TO BE DONE ▸ Every record below should be printed exactly as given.
.....
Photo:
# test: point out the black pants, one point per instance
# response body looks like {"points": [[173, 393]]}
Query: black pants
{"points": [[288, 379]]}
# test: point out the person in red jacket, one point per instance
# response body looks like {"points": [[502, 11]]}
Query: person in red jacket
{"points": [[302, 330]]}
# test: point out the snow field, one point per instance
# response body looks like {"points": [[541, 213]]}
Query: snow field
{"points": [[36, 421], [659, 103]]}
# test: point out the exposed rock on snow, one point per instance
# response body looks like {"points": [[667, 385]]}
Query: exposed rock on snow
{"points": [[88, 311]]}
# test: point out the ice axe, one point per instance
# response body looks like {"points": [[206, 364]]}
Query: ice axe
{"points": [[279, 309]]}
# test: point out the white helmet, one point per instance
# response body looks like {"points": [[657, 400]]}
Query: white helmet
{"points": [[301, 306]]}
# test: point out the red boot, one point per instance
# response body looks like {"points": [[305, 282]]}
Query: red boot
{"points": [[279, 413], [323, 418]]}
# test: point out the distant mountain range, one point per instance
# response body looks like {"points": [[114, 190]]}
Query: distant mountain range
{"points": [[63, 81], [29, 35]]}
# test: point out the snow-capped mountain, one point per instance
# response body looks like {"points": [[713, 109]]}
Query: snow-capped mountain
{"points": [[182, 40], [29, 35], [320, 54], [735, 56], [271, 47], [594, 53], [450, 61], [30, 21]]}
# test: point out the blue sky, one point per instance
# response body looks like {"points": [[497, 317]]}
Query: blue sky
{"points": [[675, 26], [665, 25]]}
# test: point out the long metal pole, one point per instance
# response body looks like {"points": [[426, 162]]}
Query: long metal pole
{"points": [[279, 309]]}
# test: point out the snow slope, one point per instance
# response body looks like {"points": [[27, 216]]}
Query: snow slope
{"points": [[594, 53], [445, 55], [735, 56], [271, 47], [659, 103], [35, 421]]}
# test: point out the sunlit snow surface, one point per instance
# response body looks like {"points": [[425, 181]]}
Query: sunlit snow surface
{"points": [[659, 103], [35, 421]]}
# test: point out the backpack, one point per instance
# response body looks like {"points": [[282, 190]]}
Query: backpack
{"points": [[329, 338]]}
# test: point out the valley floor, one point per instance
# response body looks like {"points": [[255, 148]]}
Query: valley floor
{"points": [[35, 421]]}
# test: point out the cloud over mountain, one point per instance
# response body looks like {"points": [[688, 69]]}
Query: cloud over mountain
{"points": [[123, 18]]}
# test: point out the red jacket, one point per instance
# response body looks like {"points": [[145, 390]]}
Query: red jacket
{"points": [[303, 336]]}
.....
THE COMPLETED TASK ▸
Photo:
# test: point out the black pants, one point per instance
# response body looks like {"points": [[173, 393]]}
Query: black pants
{"points": [[288, 379]]}
# test: point out the person in red jacket, one point per instance
# response body looks like {"points": [[502, 11]]}
Query: person in red jacket
{"points": [[302, 330]]}
# test: point out the snow field, one point per instance
# response body looks like {"points": [[541, 213]]}
Query: snow field
{"points": [[36, 421], [659, 103]]}
# test: point out the exposed rock on snow, one point per instance
# response body looks like {"points": [[667, 385]]}
Query: exposed rock on snow
{"points": [[88, 311]]}
# test: point out the ice axe, one point per instance
# response body looks like {"points": [[206, 364]]}
Query: ice axe
{"points": [[279, 309]]}
# test: point out the white helmet, one point per instance
# response body looks like {"points": [[657, 400]]}
Query: white helmet
{"points": [[301, 306]]}
# test: point out the red boot, one point per instance
# response body looks like {"points": [[305, 282]]}
Query: red boot
{"points": [[279, 413], [323, 418]]}
# test: point out the distant mountain range, one point per instance
# response body looks like {"points": [[114, 190]]}
Query: distant mountain range
{"points": [[63, 81], [29, 35]]}
# test: point out the snow-capped mountain, one point per instance
# response body looks like {"points": [[713, 109]]}
Query: snow-capped mountain
{"points": [[182, 40], [29, 35], [320, 54], [735, 56], [271, 47], [594, 53], [450, 61], [30, 21]]}
# test: point out the blue sky, one point per instance
# response body looks like {"points": [[497, 317]]}
Query: blue sky
{"points": [[675, 26], [665, 25]]}
# test: point out the long metal pole, one point per instance
# response body looks like {"points": [[426, 162]]}
Query: long metal pole
{"points": [[279, 309]]}
# test: point out the snow slope, one point per instance
# response body looks like {"points": [[27, 216]]}
Query: snow slope
{"points": [[594, 53], [445, 55], [735, 56], [271, 47], [659, 103], [35, 421]]}
# test: point out the sunlit snow surface, one point per instance
# response body looks like {"points": [[425, 181]]}
Query: sunlit snow surface
{"points": [[659, 103], [35, 421]]}
# test: point out the backpack, one point per instance
# response body looks like {"points": [[282, 190]]}
Query: backpack
{"points": [[329, 338]]}
# test: point out the valley floor, one point per instance
# response body looks like {"points": [[255, 148]]}
Query: valley floor
{"points": [[35, 421]]}
# test: point out the cloud over mountain, one point per instance
# response body looks like {"points": [[688, 69]]}
Query: cloud over mountain
{"points": [[123, 18]]}
# test: point out the red jacket, one point per instance
# response body looks like {"points": [[145, 390]]}
Query: red jacket
{"points": [[303, 336]]}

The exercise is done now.